__ESTRATTO DEL TESTO__
* * * * * * *

Mentre lentamente si passa da una narrazione della guerra a quella della cura (che sarà anch’essa inevitabilmente lenta) vale la pena ricordare le condizioni economiche in cui eravamo immersi a febbraio, già non particolarmente brillanti in termini di crescita.
Dall’introduzione dell’euro nel 1999, passando per la crisi finanziaria del 2008, seguito dagli scossoni al nostro debito pubblico del 2011 (lo spread a 500) fino ai giorni nostri, l’economia italiana, nel suo complesso, non ha conosciuto più una fase di crescita stabile e duratura. Sono almeno 21 anni. Nel frattempo abbiamo perso i biglietti della prima classe su tutti i treni partiti, come la digitalizzazione dei processi produttivi, l’avvento dell’automazione e degli effetti positivi della globalizzazione (ebbene sì, ci sono). Le responsabilità sono equamente ripartite tra una politica incapace di promuovere piani di lunga scadenza e aziende troppo piccole e sottocapitalizzate per competere sui mercati internazionali e investire in innovazione. Analisi impietosa, sommaria e pessimista? Forse sì, ma è per questo che il rilancio, l’effetto “cannone” che dovrebbe seguire ad un tonfo come quello che stiamo attraversando, potrebbe farci emergere in una condizione migliore di quella che abbiamo lasciato.

* * * * * * *

__REQUISITI DELLE ATTIVITÀ__
- 1) Nel testo sull'economia italiana, da almeno quanti anni l'economia italiana non conosce una fase di crescita stabile e duratura?
- 2) Individui nei record tutte le righe in cui compare la stringa "blurred" e le trascriva integralmente.

__DATI ESTRATTI__
* * * * * * *

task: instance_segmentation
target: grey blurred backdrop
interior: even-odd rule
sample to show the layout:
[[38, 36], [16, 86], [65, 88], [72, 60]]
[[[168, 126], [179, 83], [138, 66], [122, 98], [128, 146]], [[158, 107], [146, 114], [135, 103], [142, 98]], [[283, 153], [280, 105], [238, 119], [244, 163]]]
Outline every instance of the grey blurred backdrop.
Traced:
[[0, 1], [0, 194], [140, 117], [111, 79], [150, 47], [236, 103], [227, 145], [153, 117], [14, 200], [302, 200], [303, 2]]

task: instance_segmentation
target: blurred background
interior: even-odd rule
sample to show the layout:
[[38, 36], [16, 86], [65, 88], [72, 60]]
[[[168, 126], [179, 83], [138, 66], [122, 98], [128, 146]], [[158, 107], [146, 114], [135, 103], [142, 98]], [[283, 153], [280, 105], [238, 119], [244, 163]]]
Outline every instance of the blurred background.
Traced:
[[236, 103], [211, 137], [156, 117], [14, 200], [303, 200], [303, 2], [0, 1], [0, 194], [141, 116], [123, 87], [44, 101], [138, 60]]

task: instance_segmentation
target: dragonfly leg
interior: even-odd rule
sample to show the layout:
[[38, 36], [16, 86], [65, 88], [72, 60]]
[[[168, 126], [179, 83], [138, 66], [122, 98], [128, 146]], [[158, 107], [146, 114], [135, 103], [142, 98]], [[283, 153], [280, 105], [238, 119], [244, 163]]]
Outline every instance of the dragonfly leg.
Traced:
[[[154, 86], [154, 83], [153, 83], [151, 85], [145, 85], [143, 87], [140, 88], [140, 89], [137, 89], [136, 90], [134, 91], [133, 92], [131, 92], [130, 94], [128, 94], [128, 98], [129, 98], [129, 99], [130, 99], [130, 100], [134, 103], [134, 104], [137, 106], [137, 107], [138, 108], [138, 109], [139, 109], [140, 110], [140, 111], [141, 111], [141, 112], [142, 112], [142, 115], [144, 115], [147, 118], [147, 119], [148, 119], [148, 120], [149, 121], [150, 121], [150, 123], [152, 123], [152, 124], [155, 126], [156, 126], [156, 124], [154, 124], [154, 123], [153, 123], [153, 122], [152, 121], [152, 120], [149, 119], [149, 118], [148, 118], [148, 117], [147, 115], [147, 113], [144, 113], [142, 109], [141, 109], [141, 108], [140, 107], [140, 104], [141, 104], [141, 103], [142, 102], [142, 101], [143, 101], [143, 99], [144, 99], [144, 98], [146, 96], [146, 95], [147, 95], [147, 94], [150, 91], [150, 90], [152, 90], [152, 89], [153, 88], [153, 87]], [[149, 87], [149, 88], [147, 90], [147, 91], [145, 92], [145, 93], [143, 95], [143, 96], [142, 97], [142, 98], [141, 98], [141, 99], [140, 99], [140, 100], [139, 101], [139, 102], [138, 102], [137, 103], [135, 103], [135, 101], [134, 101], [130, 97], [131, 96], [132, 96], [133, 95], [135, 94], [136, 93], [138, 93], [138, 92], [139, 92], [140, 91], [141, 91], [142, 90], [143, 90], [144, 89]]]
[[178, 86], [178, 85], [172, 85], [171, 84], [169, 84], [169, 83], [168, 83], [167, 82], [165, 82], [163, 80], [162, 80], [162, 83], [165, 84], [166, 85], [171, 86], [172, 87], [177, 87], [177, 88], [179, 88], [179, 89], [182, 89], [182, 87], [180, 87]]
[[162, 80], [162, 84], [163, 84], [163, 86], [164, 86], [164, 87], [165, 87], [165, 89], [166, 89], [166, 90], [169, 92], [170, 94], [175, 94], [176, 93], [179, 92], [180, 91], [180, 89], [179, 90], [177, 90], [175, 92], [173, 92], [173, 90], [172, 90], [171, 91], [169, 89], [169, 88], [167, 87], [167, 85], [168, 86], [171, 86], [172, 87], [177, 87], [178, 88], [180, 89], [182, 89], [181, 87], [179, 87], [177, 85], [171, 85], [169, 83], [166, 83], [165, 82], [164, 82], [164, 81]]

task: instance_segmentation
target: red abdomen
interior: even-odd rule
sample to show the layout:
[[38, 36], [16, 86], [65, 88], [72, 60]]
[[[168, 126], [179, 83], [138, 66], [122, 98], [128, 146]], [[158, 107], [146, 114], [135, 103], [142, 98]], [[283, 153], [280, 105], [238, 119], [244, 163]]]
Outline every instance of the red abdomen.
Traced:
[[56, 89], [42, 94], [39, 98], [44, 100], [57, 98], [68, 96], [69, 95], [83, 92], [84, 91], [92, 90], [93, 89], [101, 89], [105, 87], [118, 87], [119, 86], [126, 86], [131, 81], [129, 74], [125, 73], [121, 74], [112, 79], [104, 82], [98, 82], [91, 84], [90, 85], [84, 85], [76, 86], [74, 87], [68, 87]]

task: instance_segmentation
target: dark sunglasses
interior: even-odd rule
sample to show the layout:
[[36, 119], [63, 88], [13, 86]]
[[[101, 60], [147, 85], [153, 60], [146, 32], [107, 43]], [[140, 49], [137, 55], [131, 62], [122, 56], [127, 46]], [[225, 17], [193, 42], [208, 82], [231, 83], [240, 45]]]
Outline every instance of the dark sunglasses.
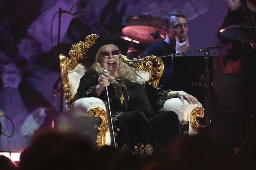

* * * * * * *

__RISPOSTE PER ATTIVITÀ__
- 1) Da almeno 21 anni.

- 2)
target: grey blurred backdrop
Outline every instance of the grey blurred backdrop.
target: blurred background
Outline every instance of the blurred background.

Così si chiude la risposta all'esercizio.